- Required task:
Answer these questions from the business proposal text:
1. By what other name is the business proposal known?
2. What revenue does Tractica forecast for the consumer virtual reality content and hardware market by 2020?
3. To what place has video game recreation been delegated in big cities?

- Document text:
──────

The business proposal, also known as the investment proposal, is a business letter that you send to potential investors. It has the objective of procuring funding for your business. It lists all the details on how you intend to develop and operate a business. It must also include revenue projections and an estimation of how long it will take you to repay your creditors.

Sections of a Business Proposal

    Presentation: present yourself to the potential investor
    Product Mix: description of the product or service
    Delivery: the methods you will use to deliver your product or service
    Feasibility: will you pay the entire financed sum back to your financers, or keep them as members of the board?
    Financial Projections: how much money will the business make, what are the startup costs, and the costs of doing business on a day-to-day basis?

Business Proposal/Investment Proposal example

[company name, edited out] SRL
[physical address, edited out]
[primary contact name, edited out]
CEO at [company name, edited out] SRL
[phone number, edited out]
This email address is being protected from spambots. You need JavaScript enabled to view it.

Dear Mr [edited out]:

Our CFO talked with you previously, I’m [edited out], [company name, edited out] SRL’s CEO.

First off I want to thank you for accepting our request for sending you the proposal for our VR games stand business. As you may already know, we have already released successful games and amusements in Second Life, Blue Mars, Project Entropia, and Facebook.

You can read our financial reports for the last five years here, on the same site you will find the CVs of all of our staff members. 

Business Proposal 

There are going to be 200 million VR headsets sold by 2020. The research firm Tractica forecasts that the market for consumer virtual reality content and hardware will reach a whopping $21.8 billion in revenue by 2020.

In not-so-unrelated contrast, the rise of broadband consumer internet almost completely killed the community cinema and video arcade of the 1980s and ‘90s.In mega-cities in which amusement adopters, video game aficionados, and people in need or want of being entertained could find many of the aforesaid businesses in the marginal areas — let alone the central ones — there isn’t any anymore, or what is left is an aberrant vestige of the past.

What is more appalling, in big cities that featured video arcades and “pleasure lane” types of business street configuration (like pedestrian streets), video game recreation is missing. It has been clearly delegated to the malls’ leisure courts. Gone are the days when video gaming formed part of fast-paced, day-to-day downtown as well as uptown district life.

──────

- Stored records:
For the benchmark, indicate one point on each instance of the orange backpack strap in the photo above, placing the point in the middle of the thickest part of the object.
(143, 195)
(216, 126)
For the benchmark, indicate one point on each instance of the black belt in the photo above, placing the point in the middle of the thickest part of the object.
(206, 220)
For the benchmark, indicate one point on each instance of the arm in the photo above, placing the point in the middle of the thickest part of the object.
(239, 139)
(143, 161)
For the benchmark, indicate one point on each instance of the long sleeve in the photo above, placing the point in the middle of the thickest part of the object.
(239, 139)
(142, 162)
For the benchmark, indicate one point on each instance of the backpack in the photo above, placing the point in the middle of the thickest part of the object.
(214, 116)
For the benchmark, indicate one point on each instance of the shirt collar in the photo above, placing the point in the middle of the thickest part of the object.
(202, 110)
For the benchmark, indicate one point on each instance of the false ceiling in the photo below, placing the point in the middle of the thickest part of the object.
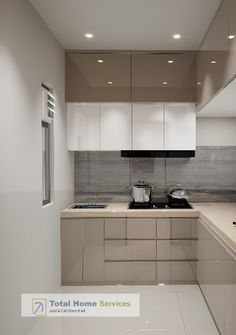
(128, 24)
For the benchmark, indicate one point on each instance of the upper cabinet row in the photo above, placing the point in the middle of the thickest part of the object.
(126, 126)
(125, 77)
(216, 61)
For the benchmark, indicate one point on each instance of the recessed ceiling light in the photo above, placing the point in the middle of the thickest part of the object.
(176, 36)
(88, 35)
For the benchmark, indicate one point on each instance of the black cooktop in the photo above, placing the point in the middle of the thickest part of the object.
(161, 204)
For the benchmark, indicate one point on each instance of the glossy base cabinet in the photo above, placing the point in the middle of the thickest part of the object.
(120, 250)
(216, 274)
(125, 126)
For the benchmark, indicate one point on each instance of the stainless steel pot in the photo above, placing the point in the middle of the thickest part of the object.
(141, 192)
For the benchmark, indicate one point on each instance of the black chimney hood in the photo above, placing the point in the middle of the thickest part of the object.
(158, 153)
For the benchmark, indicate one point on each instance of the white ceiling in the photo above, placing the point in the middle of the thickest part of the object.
(128, 24)
(223, 105)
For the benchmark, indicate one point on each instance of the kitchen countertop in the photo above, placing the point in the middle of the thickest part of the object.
(218, 216)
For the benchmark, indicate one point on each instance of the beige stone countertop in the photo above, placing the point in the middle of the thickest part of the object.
(218, 216)
(121, 210)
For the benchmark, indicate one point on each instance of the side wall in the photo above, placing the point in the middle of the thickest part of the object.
(29, 234)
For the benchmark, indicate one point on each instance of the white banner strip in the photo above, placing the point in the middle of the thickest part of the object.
(80, 305)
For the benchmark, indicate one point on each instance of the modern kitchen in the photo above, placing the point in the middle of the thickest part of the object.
(118, 167)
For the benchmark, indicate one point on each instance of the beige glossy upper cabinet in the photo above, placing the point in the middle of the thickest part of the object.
(115, 126)
(231, 63)
(147, 126)
(83, 126)
(98, 77)
(164, 77)
(212, 73)
(180, 126)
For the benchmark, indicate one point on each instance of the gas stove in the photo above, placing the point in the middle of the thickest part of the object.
(161, 204)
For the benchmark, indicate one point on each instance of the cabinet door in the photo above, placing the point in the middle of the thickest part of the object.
(213, 57)
(180, 126)
(154, 78)
(231, 63)
(115, 126)
(93, 251)
(148, 126)
(82, 126)
(98, 77)
(71, 251)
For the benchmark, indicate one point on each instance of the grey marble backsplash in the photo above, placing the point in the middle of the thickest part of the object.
(105, 176)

──────

- Written solution:
1. The investment proposal.
2. $21.8 billion.
3. The malls' leisure courts.